REQUIREMENTS:
Write out, word for word, the lines from the one that contains "shape [[110, 64]]." through the last line below, both ends included. Leave the pictures out.

INPUT MATERIAL:

- - - - - - -

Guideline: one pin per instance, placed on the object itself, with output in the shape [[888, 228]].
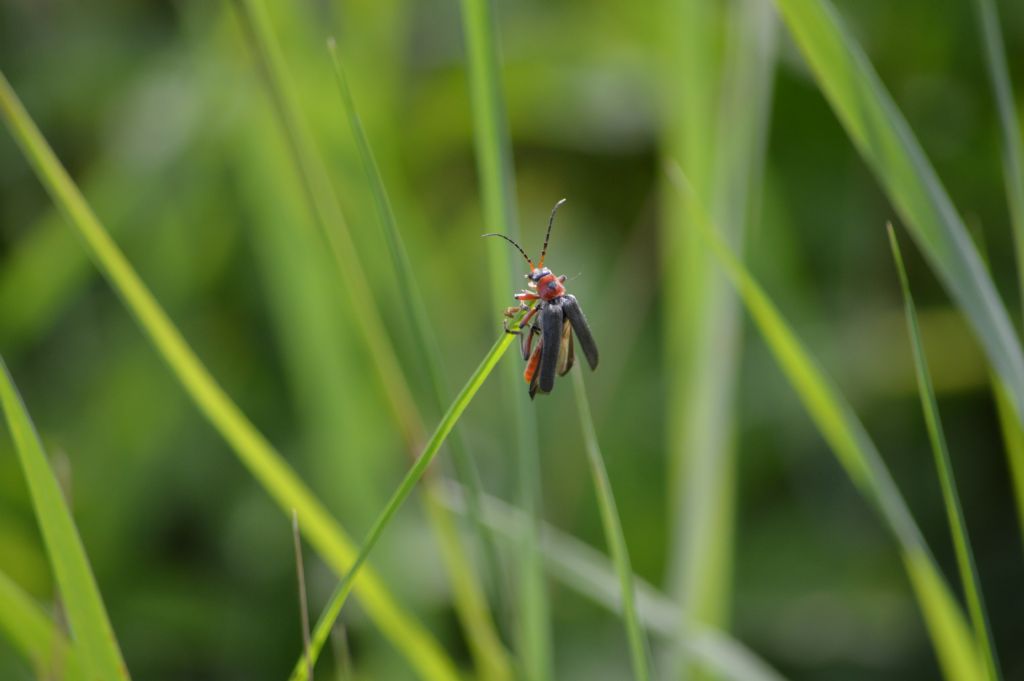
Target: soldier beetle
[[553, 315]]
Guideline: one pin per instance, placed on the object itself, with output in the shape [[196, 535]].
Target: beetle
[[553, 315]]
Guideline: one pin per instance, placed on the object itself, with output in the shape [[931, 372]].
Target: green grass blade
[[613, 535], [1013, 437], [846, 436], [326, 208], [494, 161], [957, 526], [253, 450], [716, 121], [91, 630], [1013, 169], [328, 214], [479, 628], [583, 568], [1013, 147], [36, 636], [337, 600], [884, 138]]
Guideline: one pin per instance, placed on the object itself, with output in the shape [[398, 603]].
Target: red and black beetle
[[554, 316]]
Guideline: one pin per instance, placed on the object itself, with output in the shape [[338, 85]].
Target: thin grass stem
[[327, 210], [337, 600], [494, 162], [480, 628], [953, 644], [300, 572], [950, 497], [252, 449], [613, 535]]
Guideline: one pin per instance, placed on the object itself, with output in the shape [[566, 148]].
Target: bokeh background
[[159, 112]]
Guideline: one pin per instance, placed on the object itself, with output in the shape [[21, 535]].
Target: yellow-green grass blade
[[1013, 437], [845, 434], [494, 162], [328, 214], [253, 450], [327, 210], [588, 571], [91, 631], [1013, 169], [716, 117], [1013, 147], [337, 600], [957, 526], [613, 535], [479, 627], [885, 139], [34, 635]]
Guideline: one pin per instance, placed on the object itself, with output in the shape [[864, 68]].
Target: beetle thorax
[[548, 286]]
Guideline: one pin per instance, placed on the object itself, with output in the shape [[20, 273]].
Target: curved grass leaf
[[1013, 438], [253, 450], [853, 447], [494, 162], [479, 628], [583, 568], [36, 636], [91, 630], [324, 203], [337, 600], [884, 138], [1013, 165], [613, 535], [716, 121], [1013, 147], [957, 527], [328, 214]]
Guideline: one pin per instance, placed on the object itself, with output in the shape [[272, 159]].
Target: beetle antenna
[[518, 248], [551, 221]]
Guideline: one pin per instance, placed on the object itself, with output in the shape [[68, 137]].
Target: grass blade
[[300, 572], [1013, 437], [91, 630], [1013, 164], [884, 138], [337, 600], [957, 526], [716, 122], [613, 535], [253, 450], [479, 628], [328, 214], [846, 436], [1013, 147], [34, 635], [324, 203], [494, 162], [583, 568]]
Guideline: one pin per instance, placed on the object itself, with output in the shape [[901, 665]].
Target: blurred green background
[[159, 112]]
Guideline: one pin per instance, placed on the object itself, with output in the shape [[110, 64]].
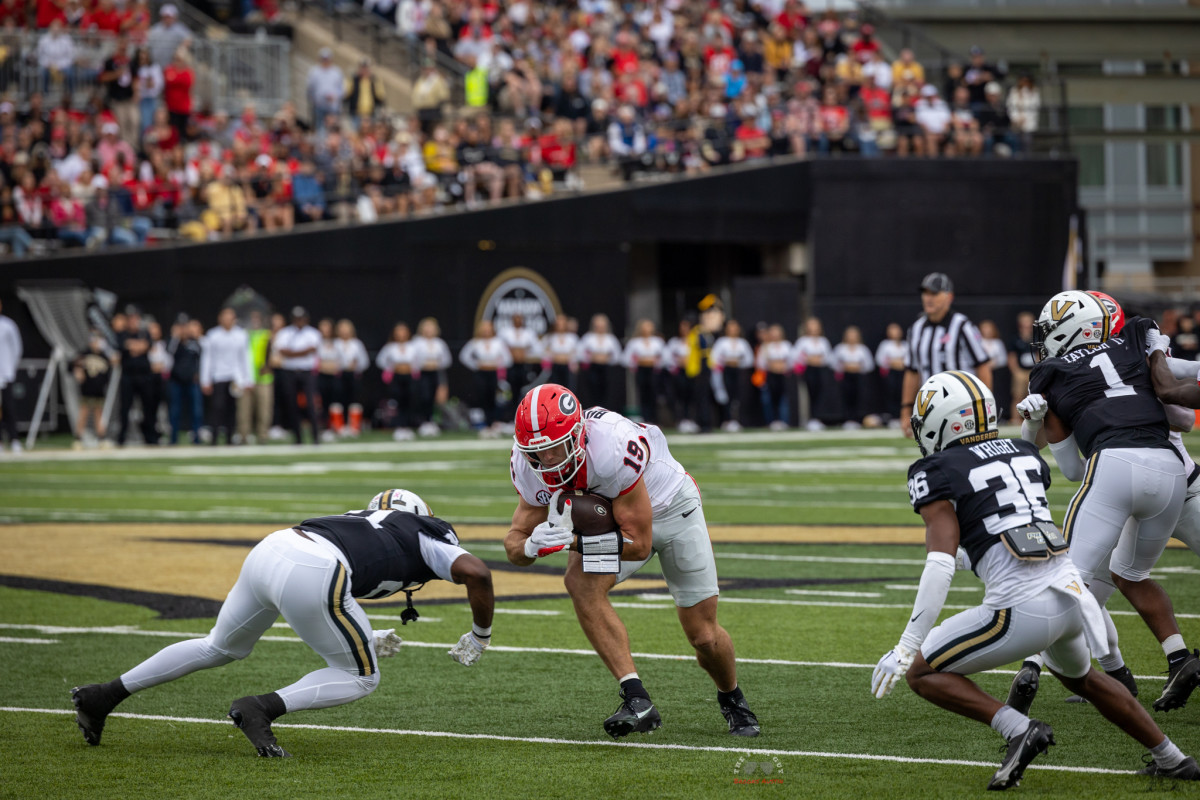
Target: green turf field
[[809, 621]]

- - - - - - -

ANSWER BELOW:
Guideline: one pin per instance, placed on the object itself, with output in the shape [[110, 64]].
Target: green turf field
[[809, 621]]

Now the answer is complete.